***** PASSAGE SHOWN *****

How Cassandra actually works in production: a mental model for operators

If you operate Cassandra in production, you are managing a distributed, partitioned, replicated log-structured merge tree where every node is a peer. There is no master to restart, no central query planner to tune, and no automatic load balancing that will save you from a hot partition. Every write is a sequential append to a commitlog and an in-memory update on multiple replicas. Every read is a merge of memtables and immutable SSTables, filtered by probabilistic bloom filters and reconciled by timestamp.

Cassandra delegates all hard decisions to the operator. Compaction strategy sets your I/O profile, consistency level sets availability boundaries, and the failure detector’s phi threshold sets the stall tolerance before the cluster reconfigures. If you do not understand how the write path, read path, gossip, compaction, and repair interact, you will misdiagnose GC pauses as network partitions, compaction backlog as slow queries, and disk space exhaustion as capacity growth when it is actually a strategy mismatch.

***** DATA *****

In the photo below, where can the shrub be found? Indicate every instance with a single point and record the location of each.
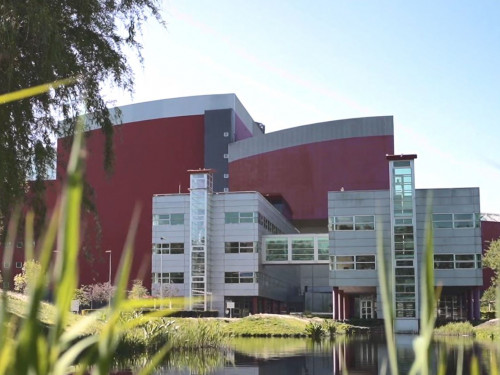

*****

GOAL
Resume the Cassandra operations article after its final sentence, which ends with "actually a strategy mismatch."

WRITTEN REPLY
What it is and why it matters

Cassandra uses a peer-to-peer token ring. The partitioner hashes the partition key to a token, and the snitch places replicas clockwise on the ring across racks and datacenters. Any node can receive a CQL request and act as the coordinator, forwarding operations to the replica set and waiting for acknowledgements to satisfy the consistency level. This eliminates single points of failure but makes latency, availability, and consistency emergent properties of local storage behavior, network topology, and the phi accrual failure detector.

The storage engine is an LSM tree. Writes are append-only and sequential; reads merge live memtables with immutable SSTables, applying tombstones and resolving conflicts across replicas. Most production incidents start in the gap between fast writes and expensive reads. Understanding this asymmetry prevents you from adding disk when queries are slow instead of recognizing that compaction cannot keep up with ingestion.

How it works

Four subsystems run continuously and interact to produce the behavior you see in metrics and logs.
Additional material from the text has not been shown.